--- Material for this task Enclosed Below ---

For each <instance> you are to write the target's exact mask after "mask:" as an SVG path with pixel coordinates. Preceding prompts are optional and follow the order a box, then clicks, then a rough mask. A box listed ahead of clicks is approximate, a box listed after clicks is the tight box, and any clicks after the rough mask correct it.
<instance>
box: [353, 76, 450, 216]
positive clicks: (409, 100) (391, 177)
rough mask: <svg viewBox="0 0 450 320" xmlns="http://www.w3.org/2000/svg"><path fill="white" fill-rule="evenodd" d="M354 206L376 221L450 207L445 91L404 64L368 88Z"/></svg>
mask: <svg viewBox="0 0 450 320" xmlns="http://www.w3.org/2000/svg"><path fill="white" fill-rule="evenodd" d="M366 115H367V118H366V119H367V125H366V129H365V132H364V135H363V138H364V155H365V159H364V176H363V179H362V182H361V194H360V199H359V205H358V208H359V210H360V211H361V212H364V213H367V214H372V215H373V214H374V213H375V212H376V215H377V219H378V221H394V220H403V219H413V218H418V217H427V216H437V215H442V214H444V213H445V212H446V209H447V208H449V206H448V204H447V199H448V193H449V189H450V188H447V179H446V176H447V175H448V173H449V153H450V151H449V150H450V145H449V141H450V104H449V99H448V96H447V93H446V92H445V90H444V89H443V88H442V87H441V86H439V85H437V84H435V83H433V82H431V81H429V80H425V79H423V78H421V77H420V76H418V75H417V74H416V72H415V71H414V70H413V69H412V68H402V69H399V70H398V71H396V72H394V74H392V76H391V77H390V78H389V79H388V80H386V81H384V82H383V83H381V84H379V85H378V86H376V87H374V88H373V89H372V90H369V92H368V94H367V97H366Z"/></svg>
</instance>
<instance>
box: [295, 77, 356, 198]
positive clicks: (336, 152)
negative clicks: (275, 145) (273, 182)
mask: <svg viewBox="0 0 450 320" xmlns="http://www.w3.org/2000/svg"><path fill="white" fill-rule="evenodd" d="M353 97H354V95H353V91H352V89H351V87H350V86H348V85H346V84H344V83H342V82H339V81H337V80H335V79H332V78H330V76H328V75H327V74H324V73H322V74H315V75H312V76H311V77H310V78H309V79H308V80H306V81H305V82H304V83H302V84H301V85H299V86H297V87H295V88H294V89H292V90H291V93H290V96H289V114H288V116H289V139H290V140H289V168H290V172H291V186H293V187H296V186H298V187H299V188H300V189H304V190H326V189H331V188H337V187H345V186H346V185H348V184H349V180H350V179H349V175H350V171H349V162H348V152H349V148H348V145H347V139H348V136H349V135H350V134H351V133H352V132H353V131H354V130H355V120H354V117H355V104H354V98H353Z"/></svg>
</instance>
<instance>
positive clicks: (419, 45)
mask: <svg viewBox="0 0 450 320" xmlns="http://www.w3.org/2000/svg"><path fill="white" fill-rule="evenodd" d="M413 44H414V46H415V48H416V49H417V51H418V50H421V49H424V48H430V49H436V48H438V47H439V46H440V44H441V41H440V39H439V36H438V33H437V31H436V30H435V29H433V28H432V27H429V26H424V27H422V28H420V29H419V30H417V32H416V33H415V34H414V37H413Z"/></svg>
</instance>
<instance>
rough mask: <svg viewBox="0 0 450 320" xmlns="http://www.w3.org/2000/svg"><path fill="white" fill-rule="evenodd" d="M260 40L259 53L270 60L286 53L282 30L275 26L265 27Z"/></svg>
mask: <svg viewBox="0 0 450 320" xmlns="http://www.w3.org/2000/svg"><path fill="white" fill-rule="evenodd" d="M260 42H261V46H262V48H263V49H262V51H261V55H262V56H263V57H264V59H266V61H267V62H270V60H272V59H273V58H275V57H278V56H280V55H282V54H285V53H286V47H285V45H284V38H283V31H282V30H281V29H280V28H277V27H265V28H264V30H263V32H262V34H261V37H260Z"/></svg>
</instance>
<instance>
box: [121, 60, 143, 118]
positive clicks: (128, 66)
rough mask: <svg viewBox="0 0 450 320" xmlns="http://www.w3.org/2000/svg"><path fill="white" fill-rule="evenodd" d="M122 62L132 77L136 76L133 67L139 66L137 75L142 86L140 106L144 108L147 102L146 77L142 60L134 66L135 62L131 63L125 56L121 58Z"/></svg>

--- End of Enclosed Material for this task ---

Exercise description:
Print the records verbatim, stopping after the "positive clicks: (409, 100) (391, 177)" line.

Exercise response:
For each <instance> you are to write the target's exact mask after "mask:" as an SVG path with pixel coordinates. Preceding prompts are optional and follow the order a box, then clicks, then a rough mask. A box listed ahead of clicks is approximate, a box listed after clicks is the tight box, and any clicks after the rough mask correct it.
<instance>
box: [353, 76, 450, 216]
positive clicks: (409, 100) (391, 177)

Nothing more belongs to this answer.